Records to process: Begin

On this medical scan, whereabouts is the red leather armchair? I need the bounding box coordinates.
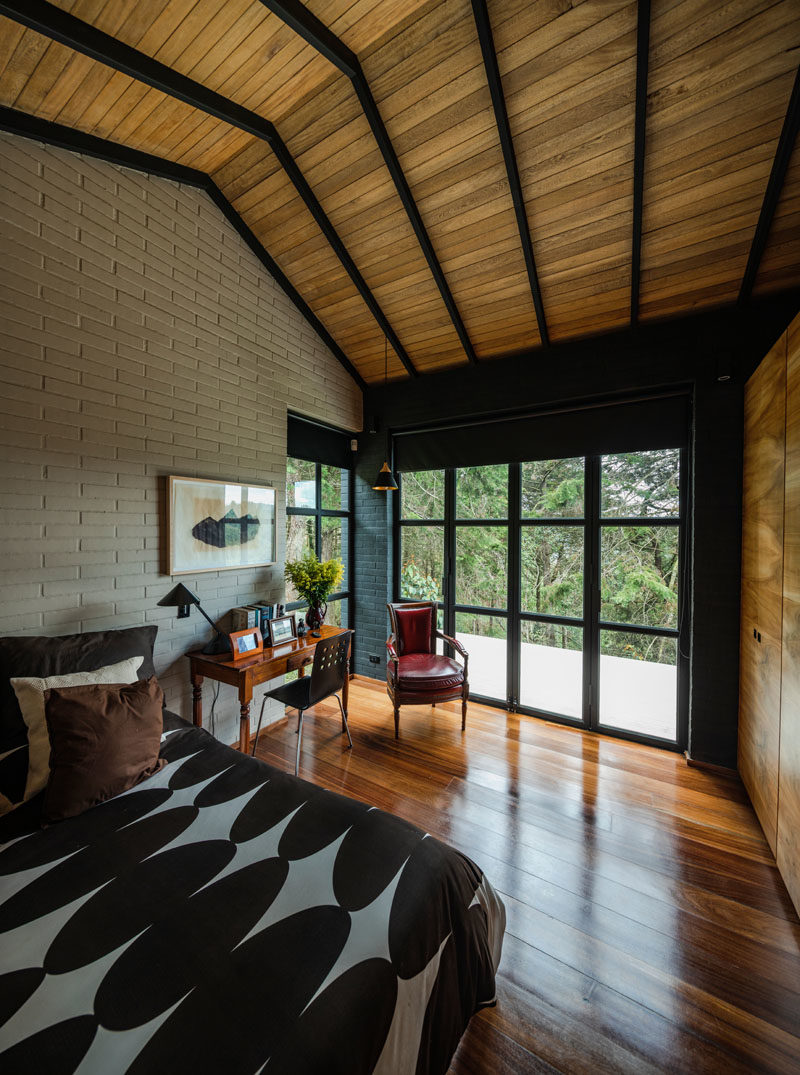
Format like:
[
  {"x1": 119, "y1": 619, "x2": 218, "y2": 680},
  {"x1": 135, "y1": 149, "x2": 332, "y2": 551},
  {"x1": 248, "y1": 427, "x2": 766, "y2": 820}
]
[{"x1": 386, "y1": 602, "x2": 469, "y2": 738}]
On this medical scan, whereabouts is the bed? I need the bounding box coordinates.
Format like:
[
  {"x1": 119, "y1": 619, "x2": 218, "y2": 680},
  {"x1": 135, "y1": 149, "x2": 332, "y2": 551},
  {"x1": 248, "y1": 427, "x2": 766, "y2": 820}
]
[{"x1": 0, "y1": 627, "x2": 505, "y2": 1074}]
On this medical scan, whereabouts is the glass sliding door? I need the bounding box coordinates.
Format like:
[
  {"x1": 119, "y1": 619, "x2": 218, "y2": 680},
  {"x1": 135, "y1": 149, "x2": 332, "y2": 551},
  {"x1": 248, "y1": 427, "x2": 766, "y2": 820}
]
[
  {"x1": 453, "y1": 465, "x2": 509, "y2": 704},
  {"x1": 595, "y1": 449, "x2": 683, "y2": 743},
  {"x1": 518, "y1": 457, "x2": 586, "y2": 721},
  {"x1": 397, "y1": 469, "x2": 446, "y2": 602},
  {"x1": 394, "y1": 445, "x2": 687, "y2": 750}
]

Records to process: End
Records to process: Begin

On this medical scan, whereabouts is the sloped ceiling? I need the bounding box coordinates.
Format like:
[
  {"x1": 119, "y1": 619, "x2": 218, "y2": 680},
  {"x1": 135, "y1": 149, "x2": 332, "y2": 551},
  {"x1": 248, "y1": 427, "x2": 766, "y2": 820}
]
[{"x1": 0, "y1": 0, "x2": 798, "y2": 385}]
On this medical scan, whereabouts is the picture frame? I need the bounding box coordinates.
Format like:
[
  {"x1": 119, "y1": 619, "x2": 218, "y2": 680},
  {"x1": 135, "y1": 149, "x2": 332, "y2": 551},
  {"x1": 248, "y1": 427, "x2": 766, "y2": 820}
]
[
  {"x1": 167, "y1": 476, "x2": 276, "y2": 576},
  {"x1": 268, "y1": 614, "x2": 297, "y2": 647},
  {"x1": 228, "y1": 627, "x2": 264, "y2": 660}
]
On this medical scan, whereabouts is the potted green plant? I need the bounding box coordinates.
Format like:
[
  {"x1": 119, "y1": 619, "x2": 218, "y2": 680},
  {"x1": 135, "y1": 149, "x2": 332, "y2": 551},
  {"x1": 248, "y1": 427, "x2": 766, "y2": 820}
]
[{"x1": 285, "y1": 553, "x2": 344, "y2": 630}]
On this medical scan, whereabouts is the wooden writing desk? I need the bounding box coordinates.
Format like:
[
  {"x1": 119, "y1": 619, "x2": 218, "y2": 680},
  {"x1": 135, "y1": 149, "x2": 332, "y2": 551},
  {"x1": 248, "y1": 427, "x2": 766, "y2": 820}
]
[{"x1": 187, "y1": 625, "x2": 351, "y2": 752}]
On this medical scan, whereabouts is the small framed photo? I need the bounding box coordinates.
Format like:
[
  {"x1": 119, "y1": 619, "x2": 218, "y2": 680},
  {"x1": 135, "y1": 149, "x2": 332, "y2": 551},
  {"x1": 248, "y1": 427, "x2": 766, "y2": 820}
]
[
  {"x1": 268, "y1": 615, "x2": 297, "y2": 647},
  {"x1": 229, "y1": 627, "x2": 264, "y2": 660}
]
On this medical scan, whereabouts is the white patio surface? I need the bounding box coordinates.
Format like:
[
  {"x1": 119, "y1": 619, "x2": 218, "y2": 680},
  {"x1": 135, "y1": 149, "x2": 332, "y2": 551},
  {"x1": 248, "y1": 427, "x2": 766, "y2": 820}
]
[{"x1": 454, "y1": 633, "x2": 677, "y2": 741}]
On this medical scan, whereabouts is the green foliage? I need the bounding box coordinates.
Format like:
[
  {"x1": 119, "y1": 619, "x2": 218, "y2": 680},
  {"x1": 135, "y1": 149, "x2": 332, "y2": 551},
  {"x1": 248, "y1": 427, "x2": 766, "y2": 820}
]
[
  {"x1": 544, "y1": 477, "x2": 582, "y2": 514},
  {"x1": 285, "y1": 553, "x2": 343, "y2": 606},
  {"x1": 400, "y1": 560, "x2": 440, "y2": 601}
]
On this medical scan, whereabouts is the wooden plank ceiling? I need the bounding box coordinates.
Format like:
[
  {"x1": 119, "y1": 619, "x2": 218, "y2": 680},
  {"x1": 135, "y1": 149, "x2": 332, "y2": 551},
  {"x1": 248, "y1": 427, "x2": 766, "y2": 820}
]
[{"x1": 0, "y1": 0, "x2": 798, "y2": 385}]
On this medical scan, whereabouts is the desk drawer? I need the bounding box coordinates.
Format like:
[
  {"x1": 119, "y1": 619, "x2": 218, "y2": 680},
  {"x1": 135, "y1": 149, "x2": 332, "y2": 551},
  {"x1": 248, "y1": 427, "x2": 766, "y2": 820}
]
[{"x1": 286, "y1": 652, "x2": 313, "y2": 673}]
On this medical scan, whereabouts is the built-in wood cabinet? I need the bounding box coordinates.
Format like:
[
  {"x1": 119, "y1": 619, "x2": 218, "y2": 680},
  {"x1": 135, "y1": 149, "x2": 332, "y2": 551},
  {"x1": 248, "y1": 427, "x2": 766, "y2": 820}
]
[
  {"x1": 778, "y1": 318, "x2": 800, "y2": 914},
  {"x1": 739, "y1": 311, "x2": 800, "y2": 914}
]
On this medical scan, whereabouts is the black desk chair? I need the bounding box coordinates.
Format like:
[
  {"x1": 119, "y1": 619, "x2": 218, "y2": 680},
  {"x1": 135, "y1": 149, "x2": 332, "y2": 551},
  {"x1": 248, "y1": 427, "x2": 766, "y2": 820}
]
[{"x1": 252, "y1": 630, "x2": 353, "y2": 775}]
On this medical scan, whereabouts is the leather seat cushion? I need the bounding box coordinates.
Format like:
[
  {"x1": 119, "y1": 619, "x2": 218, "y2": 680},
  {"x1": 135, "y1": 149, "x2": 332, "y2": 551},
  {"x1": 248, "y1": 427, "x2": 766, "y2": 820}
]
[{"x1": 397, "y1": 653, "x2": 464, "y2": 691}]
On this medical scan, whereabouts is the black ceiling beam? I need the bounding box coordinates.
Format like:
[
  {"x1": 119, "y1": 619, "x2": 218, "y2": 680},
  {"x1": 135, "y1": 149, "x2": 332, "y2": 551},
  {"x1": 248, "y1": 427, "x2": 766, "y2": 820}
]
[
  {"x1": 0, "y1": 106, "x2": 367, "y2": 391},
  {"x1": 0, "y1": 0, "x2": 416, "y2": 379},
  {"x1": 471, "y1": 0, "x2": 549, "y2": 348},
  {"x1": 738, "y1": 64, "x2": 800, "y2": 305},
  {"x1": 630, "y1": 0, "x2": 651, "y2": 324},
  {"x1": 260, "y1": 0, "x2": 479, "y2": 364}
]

Records to process: End
Records to process: Begin

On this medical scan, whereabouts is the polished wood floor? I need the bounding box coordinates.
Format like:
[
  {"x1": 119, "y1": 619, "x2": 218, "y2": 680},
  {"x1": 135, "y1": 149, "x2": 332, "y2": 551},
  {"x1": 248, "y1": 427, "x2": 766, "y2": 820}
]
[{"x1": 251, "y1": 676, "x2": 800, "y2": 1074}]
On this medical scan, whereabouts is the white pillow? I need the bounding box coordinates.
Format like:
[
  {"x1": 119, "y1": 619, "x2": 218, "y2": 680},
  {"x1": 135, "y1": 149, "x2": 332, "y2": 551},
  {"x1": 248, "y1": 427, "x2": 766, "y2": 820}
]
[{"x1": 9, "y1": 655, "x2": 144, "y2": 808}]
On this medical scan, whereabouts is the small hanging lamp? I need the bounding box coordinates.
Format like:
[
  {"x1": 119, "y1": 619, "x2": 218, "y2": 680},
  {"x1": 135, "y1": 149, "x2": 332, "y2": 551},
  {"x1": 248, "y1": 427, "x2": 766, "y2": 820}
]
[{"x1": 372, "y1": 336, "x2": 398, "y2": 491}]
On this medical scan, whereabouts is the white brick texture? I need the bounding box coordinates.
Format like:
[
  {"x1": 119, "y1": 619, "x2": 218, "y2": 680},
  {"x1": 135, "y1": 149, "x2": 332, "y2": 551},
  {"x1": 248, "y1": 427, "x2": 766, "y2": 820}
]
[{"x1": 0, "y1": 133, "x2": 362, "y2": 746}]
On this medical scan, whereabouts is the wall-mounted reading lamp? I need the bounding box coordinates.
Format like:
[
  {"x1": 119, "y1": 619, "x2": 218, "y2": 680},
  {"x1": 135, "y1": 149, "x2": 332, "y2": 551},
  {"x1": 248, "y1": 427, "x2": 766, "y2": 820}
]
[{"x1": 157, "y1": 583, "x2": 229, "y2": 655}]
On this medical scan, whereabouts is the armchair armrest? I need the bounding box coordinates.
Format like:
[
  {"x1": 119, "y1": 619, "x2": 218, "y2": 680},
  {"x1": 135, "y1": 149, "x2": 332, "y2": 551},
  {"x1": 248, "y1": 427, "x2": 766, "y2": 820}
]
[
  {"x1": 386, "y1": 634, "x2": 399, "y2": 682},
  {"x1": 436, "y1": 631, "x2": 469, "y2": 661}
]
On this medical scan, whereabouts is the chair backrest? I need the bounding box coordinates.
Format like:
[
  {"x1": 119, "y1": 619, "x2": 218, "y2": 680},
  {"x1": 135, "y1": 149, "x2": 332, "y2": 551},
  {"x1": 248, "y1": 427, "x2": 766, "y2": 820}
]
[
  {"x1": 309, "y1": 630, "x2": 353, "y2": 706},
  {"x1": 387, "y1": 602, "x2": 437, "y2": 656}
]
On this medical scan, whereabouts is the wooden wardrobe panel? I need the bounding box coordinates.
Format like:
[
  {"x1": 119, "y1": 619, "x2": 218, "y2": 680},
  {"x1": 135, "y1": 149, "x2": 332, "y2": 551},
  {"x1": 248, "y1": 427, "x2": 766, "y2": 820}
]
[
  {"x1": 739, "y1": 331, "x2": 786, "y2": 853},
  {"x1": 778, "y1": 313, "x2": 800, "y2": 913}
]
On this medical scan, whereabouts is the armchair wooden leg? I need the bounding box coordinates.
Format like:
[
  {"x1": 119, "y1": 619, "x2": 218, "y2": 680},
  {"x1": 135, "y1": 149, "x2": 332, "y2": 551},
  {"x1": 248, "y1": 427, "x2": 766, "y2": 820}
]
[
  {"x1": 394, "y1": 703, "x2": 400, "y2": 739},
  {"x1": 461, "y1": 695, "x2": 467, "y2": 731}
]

Records to process: End

## Task instructions
Whenever a line includes the word "lamp", pull it out of the entries.

## Task output
On this medical scan, whereabouts is the small hanging lamp? I need the bounding box coordinates.
On this medical scan, whereabouts is the wall-mounted reading lamp? I need the bounding box coordinates.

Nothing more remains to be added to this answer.